Look West: Public lands and energy news from the Center for Western Priorities

Is direct lithium extraction safe? 

Monday, March 25, 2024
The Chemetall Foote Lithium Operation in Nevada is the only operating domestic lithium resource in the U.S. It extracts lithium salts by brine evaporation. Source: Wikimedia Commons/Doc Searls

A test well blow out for a proposed lithium extraction operation in southern Utah is raising questions about the safety of direct lithium extraction, a new and untested method of obtaining the soft, silvery metal critical to the renewable energy transition. Direct lithium extraction poses risks to both the quality of water in the West, as well as the quantity, since it requires sucking water from underground aquifers in a region already struggling with aridification. 

Direct lithium extraction involves pumping brine from deep aquifers to the surface, where lithium and other minerals are extracted from the water before it is pumped back underground. This process is touted by the mining industry as having fewer environmental impacts than traditional lithium extraction, but questions remain about whether it can be done safely and at scale.

## RAW DATA:
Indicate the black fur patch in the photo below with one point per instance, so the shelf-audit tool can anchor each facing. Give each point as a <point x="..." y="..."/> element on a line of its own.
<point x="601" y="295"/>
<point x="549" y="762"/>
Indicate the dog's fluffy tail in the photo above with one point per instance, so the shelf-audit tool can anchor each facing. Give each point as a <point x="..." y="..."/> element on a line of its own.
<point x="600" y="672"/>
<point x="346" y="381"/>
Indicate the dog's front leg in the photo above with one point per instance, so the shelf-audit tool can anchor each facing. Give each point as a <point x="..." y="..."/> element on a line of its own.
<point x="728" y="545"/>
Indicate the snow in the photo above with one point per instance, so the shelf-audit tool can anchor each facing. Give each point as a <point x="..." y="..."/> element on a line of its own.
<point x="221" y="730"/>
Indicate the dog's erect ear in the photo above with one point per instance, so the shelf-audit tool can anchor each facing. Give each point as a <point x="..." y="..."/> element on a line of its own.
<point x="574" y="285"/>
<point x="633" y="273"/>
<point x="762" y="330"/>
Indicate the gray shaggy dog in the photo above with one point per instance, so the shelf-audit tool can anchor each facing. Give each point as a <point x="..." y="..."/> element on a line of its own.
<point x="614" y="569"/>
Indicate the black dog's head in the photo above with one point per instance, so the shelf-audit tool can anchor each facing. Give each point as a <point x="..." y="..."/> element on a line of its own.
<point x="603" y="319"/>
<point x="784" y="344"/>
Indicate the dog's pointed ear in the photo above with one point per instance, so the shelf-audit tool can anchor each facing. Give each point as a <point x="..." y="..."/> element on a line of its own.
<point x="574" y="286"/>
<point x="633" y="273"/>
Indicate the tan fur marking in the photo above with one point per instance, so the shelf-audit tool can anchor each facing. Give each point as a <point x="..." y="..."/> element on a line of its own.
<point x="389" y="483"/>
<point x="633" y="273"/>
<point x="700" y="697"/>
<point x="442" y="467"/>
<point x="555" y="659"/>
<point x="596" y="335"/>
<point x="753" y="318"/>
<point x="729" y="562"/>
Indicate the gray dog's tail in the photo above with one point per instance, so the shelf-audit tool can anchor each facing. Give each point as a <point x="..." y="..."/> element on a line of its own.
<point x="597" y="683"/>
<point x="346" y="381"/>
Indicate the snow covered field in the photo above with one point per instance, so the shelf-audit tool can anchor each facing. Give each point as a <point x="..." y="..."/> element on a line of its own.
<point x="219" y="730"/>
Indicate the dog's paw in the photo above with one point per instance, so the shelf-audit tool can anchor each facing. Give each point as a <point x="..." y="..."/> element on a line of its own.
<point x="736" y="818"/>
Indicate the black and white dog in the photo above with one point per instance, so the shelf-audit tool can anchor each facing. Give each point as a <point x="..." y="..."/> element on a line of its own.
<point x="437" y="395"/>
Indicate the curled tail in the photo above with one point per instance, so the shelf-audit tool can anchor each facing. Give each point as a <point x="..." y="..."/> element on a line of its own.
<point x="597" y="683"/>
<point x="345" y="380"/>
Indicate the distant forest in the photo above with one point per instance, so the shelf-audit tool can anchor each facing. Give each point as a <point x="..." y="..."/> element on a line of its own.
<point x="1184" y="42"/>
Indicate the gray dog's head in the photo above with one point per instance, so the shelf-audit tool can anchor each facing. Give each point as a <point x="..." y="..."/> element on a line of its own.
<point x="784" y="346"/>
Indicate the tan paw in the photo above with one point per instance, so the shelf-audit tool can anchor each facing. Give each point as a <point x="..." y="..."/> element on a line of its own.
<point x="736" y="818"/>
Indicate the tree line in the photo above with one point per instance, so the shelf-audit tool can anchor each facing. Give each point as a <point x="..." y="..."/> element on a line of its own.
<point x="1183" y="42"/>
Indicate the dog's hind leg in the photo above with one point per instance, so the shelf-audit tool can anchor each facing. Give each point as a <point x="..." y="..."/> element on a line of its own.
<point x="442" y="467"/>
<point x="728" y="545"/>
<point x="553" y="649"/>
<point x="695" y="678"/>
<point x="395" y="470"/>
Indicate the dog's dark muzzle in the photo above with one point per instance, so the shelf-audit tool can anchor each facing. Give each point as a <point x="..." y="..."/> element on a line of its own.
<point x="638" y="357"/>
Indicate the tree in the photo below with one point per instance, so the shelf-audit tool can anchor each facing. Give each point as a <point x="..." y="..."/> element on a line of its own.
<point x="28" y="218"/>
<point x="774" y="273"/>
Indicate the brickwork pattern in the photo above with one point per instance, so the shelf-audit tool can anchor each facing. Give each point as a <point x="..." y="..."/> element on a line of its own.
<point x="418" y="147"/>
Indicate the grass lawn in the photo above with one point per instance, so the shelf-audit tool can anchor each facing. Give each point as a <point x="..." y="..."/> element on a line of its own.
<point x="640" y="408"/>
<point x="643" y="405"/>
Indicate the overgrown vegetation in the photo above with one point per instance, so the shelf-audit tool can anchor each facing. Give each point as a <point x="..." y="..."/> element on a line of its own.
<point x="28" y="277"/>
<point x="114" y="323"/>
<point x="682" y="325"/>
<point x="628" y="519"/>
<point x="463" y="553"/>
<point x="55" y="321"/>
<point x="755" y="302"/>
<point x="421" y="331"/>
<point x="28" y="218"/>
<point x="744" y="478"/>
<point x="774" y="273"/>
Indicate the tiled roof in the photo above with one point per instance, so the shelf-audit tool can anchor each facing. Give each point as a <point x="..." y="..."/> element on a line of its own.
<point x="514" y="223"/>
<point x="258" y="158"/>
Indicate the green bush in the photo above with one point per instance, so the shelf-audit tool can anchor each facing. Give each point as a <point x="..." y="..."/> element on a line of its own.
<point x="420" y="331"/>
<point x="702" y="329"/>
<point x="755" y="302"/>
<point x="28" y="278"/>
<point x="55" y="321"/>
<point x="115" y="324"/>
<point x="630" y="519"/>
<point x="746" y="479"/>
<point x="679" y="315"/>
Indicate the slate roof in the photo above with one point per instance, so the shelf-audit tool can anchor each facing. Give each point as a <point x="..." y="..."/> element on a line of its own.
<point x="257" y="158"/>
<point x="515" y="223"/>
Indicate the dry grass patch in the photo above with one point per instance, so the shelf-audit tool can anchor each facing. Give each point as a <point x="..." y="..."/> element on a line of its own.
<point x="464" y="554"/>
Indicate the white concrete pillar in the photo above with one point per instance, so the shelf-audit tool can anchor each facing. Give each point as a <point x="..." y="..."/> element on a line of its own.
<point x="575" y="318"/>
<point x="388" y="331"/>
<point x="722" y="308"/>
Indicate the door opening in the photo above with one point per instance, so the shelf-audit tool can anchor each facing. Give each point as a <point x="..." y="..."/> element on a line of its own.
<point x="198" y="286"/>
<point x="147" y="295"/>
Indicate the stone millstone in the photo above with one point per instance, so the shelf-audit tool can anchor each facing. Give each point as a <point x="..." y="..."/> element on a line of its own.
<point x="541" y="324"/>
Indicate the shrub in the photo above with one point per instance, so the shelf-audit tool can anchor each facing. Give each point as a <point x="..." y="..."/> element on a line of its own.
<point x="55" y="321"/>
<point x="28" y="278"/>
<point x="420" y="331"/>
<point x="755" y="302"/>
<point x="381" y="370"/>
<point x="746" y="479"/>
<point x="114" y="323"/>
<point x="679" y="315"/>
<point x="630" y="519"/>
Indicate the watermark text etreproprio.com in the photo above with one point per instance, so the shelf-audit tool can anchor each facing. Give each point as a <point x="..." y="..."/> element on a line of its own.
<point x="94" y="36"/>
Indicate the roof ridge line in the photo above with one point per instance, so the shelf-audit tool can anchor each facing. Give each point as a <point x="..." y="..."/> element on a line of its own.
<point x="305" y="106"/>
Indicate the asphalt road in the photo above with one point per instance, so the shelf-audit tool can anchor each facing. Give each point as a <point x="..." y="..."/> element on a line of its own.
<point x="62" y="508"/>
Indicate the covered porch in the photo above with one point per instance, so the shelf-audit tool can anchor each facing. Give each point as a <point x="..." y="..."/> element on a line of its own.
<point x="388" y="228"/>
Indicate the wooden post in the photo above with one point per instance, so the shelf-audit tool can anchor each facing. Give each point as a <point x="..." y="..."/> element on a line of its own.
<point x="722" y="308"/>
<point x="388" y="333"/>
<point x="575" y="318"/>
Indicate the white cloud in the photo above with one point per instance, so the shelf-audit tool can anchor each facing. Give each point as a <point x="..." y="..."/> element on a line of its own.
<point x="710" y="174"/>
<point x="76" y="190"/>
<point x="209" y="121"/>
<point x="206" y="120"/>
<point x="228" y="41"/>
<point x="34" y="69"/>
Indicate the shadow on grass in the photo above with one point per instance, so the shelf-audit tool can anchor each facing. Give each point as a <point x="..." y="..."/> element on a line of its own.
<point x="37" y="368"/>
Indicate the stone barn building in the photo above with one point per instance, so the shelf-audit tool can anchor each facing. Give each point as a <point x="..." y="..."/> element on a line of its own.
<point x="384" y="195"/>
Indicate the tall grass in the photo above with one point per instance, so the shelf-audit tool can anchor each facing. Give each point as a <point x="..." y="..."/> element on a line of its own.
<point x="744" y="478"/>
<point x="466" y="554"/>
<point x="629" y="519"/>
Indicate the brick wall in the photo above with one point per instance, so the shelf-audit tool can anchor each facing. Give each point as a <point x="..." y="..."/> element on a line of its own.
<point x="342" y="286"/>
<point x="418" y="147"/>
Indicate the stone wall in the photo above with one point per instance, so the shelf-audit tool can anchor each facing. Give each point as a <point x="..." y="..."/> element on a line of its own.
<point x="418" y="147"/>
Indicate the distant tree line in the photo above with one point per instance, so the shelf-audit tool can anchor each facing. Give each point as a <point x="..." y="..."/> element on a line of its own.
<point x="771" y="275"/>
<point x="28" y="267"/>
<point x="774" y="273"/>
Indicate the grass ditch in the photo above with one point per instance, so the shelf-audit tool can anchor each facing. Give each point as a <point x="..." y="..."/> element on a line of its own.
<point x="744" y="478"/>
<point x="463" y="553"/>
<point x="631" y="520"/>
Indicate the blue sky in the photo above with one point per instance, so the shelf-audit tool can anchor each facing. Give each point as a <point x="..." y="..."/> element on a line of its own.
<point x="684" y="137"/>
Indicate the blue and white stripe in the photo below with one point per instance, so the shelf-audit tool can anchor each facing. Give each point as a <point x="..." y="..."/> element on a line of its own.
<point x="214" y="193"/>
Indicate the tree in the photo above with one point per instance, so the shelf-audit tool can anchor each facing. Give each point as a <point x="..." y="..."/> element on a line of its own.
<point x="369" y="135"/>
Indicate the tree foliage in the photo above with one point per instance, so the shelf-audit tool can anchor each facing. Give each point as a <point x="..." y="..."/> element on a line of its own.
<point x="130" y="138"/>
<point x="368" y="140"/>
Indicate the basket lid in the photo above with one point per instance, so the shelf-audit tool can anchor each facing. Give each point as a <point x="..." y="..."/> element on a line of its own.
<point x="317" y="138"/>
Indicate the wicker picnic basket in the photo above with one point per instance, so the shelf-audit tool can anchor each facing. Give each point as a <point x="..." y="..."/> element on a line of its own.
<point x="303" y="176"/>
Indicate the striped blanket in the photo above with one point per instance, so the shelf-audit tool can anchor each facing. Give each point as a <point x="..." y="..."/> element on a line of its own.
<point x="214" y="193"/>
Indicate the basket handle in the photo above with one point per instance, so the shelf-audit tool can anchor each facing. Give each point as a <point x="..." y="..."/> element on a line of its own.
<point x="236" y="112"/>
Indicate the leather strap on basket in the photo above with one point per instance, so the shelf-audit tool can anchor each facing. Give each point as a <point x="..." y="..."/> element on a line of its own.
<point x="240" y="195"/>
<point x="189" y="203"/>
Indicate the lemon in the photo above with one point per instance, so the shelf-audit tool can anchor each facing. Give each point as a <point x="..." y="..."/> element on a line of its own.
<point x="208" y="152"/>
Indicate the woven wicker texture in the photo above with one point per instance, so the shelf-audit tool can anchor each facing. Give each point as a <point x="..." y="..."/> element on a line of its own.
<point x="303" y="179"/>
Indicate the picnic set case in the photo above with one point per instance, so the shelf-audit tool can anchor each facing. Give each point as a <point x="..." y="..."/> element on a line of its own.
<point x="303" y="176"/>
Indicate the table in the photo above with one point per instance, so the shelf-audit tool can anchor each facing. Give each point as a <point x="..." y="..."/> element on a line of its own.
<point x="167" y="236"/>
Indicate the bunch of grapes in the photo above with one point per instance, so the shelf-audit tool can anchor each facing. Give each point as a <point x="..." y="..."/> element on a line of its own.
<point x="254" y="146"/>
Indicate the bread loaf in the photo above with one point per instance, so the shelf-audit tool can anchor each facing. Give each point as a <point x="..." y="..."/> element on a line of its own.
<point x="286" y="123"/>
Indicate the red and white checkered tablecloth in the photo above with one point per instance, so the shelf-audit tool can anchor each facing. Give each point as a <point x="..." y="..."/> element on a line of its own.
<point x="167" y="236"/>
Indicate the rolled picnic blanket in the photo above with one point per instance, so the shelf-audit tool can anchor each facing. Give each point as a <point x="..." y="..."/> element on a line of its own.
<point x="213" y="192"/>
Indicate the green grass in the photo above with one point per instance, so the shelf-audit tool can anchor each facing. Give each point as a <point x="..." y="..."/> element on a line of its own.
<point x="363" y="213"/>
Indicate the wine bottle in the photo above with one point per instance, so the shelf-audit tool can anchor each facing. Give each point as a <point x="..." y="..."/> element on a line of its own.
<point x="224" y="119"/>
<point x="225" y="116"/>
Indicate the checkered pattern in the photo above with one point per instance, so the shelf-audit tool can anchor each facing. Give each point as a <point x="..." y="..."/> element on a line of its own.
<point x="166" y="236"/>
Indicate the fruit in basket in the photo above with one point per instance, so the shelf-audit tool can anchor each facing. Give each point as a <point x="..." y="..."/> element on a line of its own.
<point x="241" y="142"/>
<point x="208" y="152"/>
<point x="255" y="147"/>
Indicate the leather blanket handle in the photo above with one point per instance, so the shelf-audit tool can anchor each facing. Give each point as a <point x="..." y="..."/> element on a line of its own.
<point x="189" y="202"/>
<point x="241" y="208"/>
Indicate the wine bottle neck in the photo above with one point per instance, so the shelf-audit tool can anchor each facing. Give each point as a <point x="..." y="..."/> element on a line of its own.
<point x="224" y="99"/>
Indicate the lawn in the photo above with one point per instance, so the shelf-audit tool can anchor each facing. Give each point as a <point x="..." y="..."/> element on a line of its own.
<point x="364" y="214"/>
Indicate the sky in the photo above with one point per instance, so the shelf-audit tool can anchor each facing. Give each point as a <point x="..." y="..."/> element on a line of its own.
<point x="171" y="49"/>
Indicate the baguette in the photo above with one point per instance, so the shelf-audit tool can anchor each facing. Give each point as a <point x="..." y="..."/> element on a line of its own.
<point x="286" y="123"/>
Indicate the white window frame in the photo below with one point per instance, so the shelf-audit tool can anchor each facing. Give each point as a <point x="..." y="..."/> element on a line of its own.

## EXERCISES TO COMPLETE:
a: In the lithium extraction article, replace "brine" with "salt water" and give the passage that begins at "Direct lithium extraction involves" and ends after "and at scale.".
b: According to the lithium extraction article, why does direct lithium extraction threaten the quantity of water in the West? Answer in one to three sentences.
The material above comes from a separate source.

## COMPLETE ANSWERS:
a:
Direct lithium extraction involves pumping salt water from deep aquifers to the surface, where lithium and other minerals are extracted from the water before it is pumped back underground. This process is touted by the mining industry as having fewer environmental impacts than traditional lithium extraction, but questions remain about whether it can be done safely and at scale.

b: It requires drawing water out of underground aquifers in a region that is already struggling with aridification.